Short exercise:
From the line containing "the lit candle" to the end of the listing, write out every line exactly; leave out everything else.

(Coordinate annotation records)

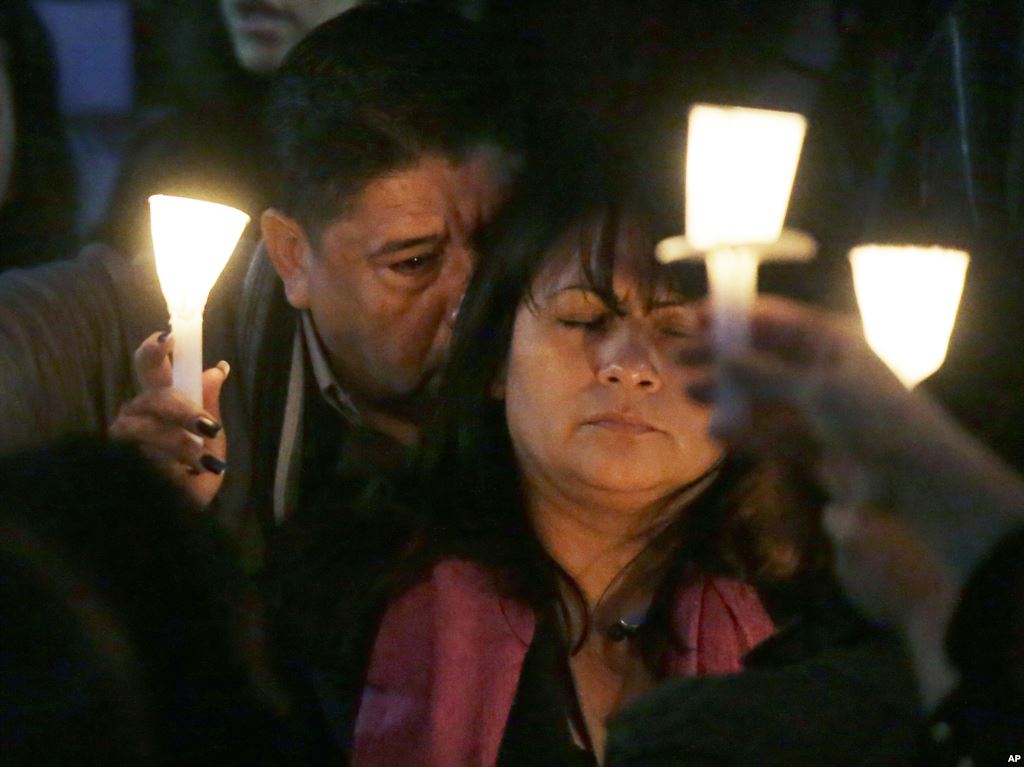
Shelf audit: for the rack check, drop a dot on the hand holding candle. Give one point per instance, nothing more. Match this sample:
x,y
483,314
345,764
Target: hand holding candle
x,y
193,241
740,165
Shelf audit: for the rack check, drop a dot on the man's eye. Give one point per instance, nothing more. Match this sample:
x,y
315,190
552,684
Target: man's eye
x,y
416,264
587,322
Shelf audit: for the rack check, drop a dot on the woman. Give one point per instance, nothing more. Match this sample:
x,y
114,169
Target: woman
x,y
37,181
582,537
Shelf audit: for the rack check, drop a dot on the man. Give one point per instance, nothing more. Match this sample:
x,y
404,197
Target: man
x,y
389,131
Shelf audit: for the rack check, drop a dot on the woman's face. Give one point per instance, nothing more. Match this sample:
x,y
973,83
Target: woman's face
x,y
594,397
6,127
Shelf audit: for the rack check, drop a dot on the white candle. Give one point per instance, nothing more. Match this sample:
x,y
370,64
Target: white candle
x,y
732,282
187,367
908,297
193,241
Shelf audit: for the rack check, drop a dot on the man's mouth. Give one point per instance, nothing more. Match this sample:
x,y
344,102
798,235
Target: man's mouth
x,y
256,18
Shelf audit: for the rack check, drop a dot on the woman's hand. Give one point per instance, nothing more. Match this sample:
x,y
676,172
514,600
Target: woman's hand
x,y
816,390
184,440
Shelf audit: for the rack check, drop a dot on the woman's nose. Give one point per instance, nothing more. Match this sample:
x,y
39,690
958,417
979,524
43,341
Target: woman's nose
x,y
628,360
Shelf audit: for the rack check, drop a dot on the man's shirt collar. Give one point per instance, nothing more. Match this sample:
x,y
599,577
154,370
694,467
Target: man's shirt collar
x,y
329,387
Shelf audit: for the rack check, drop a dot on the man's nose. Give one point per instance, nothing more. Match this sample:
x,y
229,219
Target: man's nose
x,y
461,271
628,359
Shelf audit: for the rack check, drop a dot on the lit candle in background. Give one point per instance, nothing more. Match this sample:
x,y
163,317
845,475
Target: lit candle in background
x,y
908,298
740,164
193,241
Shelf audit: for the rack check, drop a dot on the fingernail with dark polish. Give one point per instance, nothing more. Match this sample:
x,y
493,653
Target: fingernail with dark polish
x,y
208,427
213,464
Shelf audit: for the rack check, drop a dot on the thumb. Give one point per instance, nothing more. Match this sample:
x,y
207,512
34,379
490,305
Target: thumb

Solution to this task:
Shelf audit: for the rack check, drop a dot on the lit candle in background. Give one point per instance, nothing more. Match this sample:
x,y
163,317
845,475
Target: lit candle in background
x,y
908,298
740,164
193,241
Shelf audit: for the rack check, drop a dot on the fingernail with dark polish. Give one point per instance, nothing more. Match this sample:
x,y
493,653
Target: fingernail with dark polish
x,y
208,427
213,464
Shelf audit: for the rack check, drop a dot on the thumb. Give one point per instance, nothing more. Match this sample:
x,y
207,512
34,379
490,305
Target: thumb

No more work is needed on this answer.